Work to be completed
Transcribe the material below exactly as it appears.

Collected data
>> begin

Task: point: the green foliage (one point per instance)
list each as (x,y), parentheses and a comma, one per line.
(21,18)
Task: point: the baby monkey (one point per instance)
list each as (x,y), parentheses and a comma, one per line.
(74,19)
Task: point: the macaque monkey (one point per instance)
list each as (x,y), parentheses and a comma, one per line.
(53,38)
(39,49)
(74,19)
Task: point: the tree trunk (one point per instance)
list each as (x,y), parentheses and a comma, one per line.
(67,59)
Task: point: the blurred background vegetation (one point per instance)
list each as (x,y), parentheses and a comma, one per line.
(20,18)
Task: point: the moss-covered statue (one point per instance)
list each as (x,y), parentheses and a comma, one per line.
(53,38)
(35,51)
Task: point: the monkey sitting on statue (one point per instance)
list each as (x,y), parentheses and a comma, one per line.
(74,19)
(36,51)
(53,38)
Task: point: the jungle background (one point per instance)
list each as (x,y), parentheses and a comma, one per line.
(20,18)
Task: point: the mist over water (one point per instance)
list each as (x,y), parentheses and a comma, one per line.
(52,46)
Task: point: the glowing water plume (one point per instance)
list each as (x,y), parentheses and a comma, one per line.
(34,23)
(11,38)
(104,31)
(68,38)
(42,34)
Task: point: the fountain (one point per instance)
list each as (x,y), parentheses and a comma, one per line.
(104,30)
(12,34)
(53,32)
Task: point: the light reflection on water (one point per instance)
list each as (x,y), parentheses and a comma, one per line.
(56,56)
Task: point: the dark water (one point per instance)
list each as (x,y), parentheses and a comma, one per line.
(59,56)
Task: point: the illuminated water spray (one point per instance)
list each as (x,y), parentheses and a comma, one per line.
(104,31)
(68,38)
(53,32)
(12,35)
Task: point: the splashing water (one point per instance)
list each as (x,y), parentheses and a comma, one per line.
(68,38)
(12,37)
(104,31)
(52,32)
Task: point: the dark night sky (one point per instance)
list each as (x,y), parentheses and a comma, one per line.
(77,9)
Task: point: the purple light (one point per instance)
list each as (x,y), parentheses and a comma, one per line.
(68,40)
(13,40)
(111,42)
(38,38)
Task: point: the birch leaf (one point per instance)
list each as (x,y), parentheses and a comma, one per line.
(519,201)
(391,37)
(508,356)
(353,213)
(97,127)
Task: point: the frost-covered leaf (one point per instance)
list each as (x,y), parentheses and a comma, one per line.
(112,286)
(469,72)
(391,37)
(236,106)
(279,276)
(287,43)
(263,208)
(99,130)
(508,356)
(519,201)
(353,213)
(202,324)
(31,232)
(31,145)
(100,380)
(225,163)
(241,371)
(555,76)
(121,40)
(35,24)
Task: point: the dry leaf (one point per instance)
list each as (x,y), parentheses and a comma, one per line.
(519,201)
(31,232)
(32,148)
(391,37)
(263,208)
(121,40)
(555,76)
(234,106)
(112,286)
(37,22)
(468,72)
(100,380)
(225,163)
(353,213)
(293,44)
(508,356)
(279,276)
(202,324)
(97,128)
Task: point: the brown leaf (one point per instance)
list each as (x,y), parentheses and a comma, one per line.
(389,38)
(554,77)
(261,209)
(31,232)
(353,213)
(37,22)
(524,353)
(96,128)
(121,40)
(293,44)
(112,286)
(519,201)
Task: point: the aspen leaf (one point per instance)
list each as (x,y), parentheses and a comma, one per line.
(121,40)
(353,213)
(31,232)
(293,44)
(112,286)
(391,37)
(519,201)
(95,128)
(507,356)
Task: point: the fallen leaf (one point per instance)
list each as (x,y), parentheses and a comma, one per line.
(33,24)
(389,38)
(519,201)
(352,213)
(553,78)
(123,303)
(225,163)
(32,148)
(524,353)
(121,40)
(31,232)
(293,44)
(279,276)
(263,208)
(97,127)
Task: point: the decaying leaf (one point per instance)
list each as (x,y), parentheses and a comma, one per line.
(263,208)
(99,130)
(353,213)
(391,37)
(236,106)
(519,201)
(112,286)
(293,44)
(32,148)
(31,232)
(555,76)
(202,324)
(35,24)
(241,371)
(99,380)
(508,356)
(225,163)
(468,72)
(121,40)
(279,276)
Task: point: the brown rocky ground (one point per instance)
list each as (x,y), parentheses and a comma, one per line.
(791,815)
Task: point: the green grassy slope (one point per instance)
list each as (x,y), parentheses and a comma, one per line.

>> end

Final result
Task: point: the green foliage (one point per instance)
list each as (x,y), parentheses and a comma, one per line.
(21,18)
Task: point: the baby monkey (one point per instance)
list each as (x,y), parentheses and a comma, one per line.
(74,19)
Task: point: the macaque monkey (one point per instance)
list each as (x,y), parentheses and a comma, one per line.
(53,38)
(39,49)
(74,19)
Task: point: the tree trunk (one point per instance)
list each as (x,y), parentheses and a comma, one per line.
(67,59)
Task: point: the blurred background vegetation (one point per instance)
list each as (x,y), parentheses and a comma, one per line.
(20,18)
Task: point: the moss-covered statue (one point per instance)
list each as (x,y), parentheses and a comma, one per line.
(53,38)
(35,51)
Task: point: the monkey sitting on statue (one point per instance)
list each as (x,y), parentheses and a comma, one per line.
(74,19)
(36,51)
(53,38)
Task: point: the jungle background (one point per instance)
list each as (x,y), parentheses and a comma, one per line.
(20,18)
Task: point: the mist over water (one point per instance)
list each as (x,y), parentheses and a comma, one per line.
(52,46)
Task: point: the glowing water plume (one point per instance)
list each as (x,y), parentheses and a comma, one per line.
(34,23)
(11,38)
(104,31)
(68,38)
(42,34)
Task: point: the fountain (one point per instance)
list each as (x,y), parentheses and a comma, one per line.
(104,30)
(12,34)
(53,32)
Task: point: the light reflection on water (one point per instance)
list each as (x,y), parentheses and a comma, one per line.
(56,56)
Task: point: the dark water (one point per instance)
list each as (x,y), parentheses and a comma, one per line.
(59,56)
Task: point: the illuminated water spray (one point per instance)
list each as (x,y), parentheses and a comma, one per line.
(104,31)
(68,38)
(53,32)
(12,35)
Task: point: the splashing water (one point per instance)
list each as (x,y), parentheses and a comma, one per line.
(68,38)
(12,37)
(104,31)
(52,32)
Task: point: the dark night sky (one point per instance)
list each as (x,y), parentheses and a comma, one per line.
(77,9)
Task: point: the purple light (one point per instance)
list each as (x,y), parentheses and a comma, one per line.
(68,40)
(13,40)
(111,42)
(38,38)
Task: point: the birch leaf (one point per instance)
list each as (x,y), parentheses and a comma, one per line.
(519,201)
(391,37)
(508,356)
(353,213)
(97,127)
Task: point: the frost-covered leaf (one point per instance)
list each as (x,y), parentheses and a comma, one per line.
(112,286)
(469,72)
(391,37)
(236,106)
(279,276)
(287,43)
(263,208)
(99,130)
(508,356)
(519,201)
(353,213)
(202,324)
(31,232)
(31,145)
(100,380)
(225,163)
(241,371)
(555,76)
(121,40)
(35,24)
Task: point: the dry leaf (one point per instance)
list each as (x,y), parentheses and a comma, one per line.
(519,201)
(31,232)
(32,148)
(391,37)
(263,208)
(121,40)
(555,76)
(234,106)
(112,286)
(37,22)
(468,72)
(100,380)
(225,163)
(353,213)
(293,44)
(508,356)
(279,276)
(202,324)
(97,128)
Task: point: the brown leaf (one point per instance)
list each as (x,y), parentheses and a comma, one per line.
(389,38)
(554,77)
(261,209)
(31,232)
(353,213)
(37,22)
(524,353)
(96,128)
(121,40)
(293,44)
(112,286)
(519,201)
Task: point: the aspen leaf (one point per instance)
list each as (x,y), parentheses and a comma, one per line.
(121,40)
(353,213)
(31,232)
(293,44)
(112,286)
(391,37)
(519,201)
(95,128)
(507,356)
Task: point: the fallen leaf (one point per instance)
list each as (x,y), parentheses and a comma, one per line.
(33,24)
(389,38)
(519,201)
(352,213)
(553,78)
(123,303)
(225,163)
(32,148)
(524,353)
(121,40)
(31,232)
(293,44)
(279,276)
(263,208)
(97,127)
Task: point: the decaying leaf (one point per instance)
list each as (x,y), parentheses and a comma, one per line.
(263,208)
(99,130)
(353,213)
(391,37)
(236,106)
(519,201)
(112,286)
(293,44)
(32,148)
(31,232)
(555,76)
(202,324)
(35,24)
(241,371)
(99,380)
(508,356)
(225,163)
(468,72)
(121,40)
(279,276)
Task: point: the brown rocky ground (one point per instance)
list each as (x,y), parentheses and a comma, one per line.
(791,815)
Task: point: the green grassy slope (one point per instance)
list each as (x,y), parentheses and a comma, one per line.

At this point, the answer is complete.